Text block:
Ramaphosa acknowledged that the tourism industry was facing challenges due to Covid-19. He said in his keynote address to South Africa on Sunday night: "We have held discussions with the tourism, hotel and restaurant industry regarding the challenges and hardships these sectors are experiencing. 

"They have made several proposals, regarding the measures they intend to put in place when their sectors are opened. We are giving consideration to the proposals."
 
During a guest appearance on Cape Talk's Weekend Breakfast with Africa Melane over the weekend, Tourism Minister Mmamoloko Kubayi-Ngubane revealed that she had met with Ramphosa last week. 

She said that her department had discussed with Ramphosa its Covid-19 protocols for the tourism sector as well as its frustrations, challenges, and job losses. 

Take off 

Ramaphosa also said that accommodation and domestic air travel, except for business travel, will be phased in on dates to be announced. However, most airlines told IOL Travel that they have no intention to fly should limited domestic flights be permitted.

Provided data:
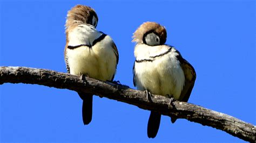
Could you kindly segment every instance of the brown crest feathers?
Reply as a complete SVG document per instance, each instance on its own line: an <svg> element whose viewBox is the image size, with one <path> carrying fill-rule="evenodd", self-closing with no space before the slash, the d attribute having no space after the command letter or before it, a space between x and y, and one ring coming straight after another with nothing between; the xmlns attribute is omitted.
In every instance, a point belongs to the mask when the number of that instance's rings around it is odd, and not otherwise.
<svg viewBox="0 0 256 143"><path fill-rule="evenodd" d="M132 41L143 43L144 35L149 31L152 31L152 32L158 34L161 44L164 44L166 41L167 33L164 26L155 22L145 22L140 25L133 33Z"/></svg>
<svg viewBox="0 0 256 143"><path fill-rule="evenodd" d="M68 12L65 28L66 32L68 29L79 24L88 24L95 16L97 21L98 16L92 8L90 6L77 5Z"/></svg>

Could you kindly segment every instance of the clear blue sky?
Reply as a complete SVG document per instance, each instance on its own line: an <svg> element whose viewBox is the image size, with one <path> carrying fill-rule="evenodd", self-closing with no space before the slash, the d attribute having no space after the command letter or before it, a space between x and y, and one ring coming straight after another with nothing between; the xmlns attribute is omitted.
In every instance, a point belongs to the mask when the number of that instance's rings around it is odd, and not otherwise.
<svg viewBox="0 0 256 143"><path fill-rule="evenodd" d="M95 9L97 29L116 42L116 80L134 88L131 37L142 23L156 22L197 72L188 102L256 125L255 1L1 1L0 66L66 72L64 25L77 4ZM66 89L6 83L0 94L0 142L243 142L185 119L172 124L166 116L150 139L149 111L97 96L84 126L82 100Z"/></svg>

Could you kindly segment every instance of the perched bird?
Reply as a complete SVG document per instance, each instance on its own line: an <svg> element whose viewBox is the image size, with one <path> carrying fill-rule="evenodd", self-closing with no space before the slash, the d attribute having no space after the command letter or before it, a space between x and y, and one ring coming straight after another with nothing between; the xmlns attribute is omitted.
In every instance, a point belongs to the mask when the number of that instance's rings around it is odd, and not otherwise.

--

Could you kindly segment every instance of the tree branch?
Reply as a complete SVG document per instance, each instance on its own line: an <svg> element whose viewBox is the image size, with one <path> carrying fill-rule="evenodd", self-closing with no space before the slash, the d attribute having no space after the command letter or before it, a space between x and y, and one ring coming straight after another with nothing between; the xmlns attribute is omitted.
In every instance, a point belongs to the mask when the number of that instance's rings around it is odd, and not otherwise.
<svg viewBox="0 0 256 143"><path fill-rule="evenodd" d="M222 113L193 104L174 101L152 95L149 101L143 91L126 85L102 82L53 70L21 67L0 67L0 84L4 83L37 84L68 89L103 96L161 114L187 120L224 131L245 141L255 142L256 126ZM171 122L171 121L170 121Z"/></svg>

What to work on:
A - In the text on South Africa's tourism industry and Covid-19, on which radio show did Tourism Minister Mmamoloko Kubayi-Ngubane make a guest appearance over the weekend?
B - Continue the text on South Africa's tourism industry and Covid-19 from the point where it stops.

Solved problems:
A - Cape Talk's Weekend Breakfast with Africa Melane.

B -
FlySafair’s chief marketing officer Kirby Gordon told IOL Travel last week that it would not make financial sense to operate with limited travellers. He said no plans were in place for level 3 flying at this stage.

“From what we can gather from the regulation is that the restrictions on flying in level 3 are likely to be quite heavy, which means that it’s unlikely that they’ll facilitate a viable demand. We are still awaiting clarity on specifics from the state, but to the best of our current understanding, viable flying will be possible at level 2 at the earliest,” he said at the time.

Comair, which operates kulula.com and British Airways flights, will also not fly during level 3. The company, which is under business rescue, will only operate scheduled services by November.